**GOALS**
1. From the SRP packet-processing text below, extract everything from "SRP does not" down to "packet to ether_input.".
2. Using the SRP packet-processing text below, answer these questions:
(a) Which stage runs at interrupt level?
(b) Where does MED cache the PCB pointer?
(c) Which system call can be used to set receive buffer limits?
3. List every stage that the SRP packet-processing text below classifies as final.

**GIVEN TEXT**
################

This subsection gives an overview of how SRP organizes the protocol processing of received packets.

SRP does not require modifications in the network interface hardware or driver. As illustrated in Figure 3, packet arrival causes a network hardware interrupt and transfers CPU control to the network interface driver, which passes the packet to ether_input.

In order to accommodate gateway functionality, such as firewalling and NAT, SRP organizes protocol processing in stages, where each stage comprises one or more protocol functions. Stages can be preliminary (including the ether_input, firewalling, NAT, and IP option handling stages) or final (including the end-application, ICMP, IGMP, RSVP, IPIP, raw IP, multicast, and IP forwarding stages). Preliminary stages invoke SRP's next stage submit (NSS) function to submit a packet to the respective next stage. Final stages are those that include IP and higher-layer protocols necessary to give a final disposition to each packet. The end-application stage, for example, includes IP, TCP, and UDP, and enqueues the packet in the corresponding socket receive queue.

Only the ether_input stage runs at interrupt level. The end-application stage runs in the context of the respective receiving application. All other stages run in the context of system processes with CPU guarantees from Eclipse/BSD. In the current SRP implementation, all protocol processing occurs inside the kernel. With minor SRP modifications, however, user-level processing would also be possible.

Packet demultiplexing and buffering

This subsection discusses how SRP demultiplexes and buffers incoming packets.

NSS is the central component in SRP's demultiplexing. NSS uses SRP's multi-stage early demultiplex (MED) function. MED returns a pointer to the PCB of the next stage to which a packet should be submitted, based on current stage and packet header. MED caches the PCB pointer in a field in the packet's first buffer, so that later, for example, TCP and UDP do not have to again look up the packet's PCB. Each PCB points to a socket, which in turn points to an unprocessed input queue (UIQ), to an input function, and to a list of owner processes, which are the processes that have the socket open. In order to reduce demultiplexing latency, MED optimistically assumes the common case where the packet header has appropriate length and version, is contiguous in the first buffer, and has a correct checksum. Stages can invoke an early demultiplex verifier function, EDV, to verify MED's assumptions. EDV caches the verification in a flag in the packet's first buffer.

SRP buffers packets as follows. NSS invokes MED and determines the socket and UIQ pointed by the returned PCB. If the total amount of buffering used for the packet plus the socket's UIQ and receive queue exceeds the socket's receive buffer limit, NSS drops the packet; otherwise, NSS enqueues the packet in UIQ. (Receive buffer limits can be set using the setsockopt system call.) By demultiplexing and, in overload conditions, dropping packets before further processing them, SRP avoids receive livelock.

################

**INFORMATION SUPPLIED**
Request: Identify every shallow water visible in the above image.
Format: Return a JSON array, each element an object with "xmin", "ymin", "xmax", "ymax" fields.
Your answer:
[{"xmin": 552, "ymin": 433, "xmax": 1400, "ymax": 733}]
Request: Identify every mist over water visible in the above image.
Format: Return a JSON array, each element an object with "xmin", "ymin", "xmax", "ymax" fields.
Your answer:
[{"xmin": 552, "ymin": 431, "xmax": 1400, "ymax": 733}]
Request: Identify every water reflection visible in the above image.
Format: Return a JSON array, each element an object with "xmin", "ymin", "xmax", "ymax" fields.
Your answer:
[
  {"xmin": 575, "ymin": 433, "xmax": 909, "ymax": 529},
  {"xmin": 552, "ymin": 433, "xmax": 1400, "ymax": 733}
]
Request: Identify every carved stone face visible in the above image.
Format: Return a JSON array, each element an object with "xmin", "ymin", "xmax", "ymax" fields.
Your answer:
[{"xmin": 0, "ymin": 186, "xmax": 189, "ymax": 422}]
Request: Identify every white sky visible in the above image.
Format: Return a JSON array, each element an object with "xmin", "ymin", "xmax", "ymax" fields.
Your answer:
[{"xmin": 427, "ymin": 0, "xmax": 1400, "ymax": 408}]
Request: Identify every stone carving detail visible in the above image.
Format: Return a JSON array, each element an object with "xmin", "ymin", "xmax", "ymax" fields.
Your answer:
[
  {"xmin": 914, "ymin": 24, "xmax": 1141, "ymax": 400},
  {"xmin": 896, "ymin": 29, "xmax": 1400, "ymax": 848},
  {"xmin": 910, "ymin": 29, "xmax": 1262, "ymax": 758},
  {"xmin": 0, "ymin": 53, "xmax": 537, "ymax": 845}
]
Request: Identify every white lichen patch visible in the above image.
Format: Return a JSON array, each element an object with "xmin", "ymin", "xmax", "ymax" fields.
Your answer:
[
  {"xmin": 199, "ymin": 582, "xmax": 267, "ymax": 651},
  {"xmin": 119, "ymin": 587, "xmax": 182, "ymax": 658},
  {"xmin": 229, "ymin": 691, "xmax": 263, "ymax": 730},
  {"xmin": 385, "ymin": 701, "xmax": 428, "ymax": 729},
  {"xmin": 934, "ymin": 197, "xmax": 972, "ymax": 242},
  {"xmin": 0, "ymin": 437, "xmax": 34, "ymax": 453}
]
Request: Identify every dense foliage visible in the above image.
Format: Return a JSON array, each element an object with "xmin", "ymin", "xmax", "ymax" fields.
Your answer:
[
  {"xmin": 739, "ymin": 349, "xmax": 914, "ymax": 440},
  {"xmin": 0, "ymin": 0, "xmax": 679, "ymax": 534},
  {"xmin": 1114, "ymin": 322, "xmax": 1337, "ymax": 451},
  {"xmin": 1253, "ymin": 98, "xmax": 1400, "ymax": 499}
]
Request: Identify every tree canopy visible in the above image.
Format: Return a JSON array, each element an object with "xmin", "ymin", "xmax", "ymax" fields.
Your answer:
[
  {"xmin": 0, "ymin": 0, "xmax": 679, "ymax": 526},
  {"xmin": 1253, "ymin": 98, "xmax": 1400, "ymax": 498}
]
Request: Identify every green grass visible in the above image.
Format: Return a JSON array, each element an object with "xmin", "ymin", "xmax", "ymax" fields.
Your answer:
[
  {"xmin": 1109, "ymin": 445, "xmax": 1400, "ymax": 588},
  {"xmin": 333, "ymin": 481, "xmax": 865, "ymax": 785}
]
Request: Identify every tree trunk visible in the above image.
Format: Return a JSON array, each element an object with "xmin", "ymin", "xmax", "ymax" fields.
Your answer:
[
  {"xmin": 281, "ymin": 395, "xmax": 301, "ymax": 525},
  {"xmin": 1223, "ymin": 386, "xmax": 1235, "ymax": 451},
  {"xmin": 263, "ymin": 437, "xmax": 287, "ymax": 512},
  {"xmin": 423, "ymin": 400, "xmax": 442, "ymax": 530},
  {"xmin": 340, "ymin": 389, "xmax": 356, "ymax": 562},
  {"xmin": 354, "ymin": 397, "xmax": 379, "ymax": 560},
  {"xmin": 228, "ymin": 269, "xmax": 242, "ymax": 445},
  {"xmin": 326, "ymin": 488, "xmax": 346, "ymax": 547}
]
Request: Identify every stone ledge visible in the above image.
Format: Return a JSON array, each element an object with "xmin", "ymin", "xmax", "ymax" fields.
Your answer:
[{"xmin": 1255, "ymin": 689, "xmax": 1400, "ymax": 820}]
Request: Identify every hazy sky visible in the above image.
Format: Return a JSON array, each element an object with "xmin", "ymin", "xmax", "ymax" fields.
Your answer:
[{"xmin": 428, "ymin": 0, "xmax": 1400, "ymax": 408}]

################

**RESPONSES IN ORDER**
1.
SRP does not require modifications in the network interface hardware or driver. As illustrated in Figure 3, packet arrival causes a network hardware interrupt and transfers CPU control to the network interface driver, which passes the packet to ether_input.

2.
(a) The ether_input stage.
(b) In a field in the packet's first buffer.
(c) The setsockopt system call.

3. end-application, ICMP, IGMP, RSVP, IPIP, raw IP, multicast, IP forwarding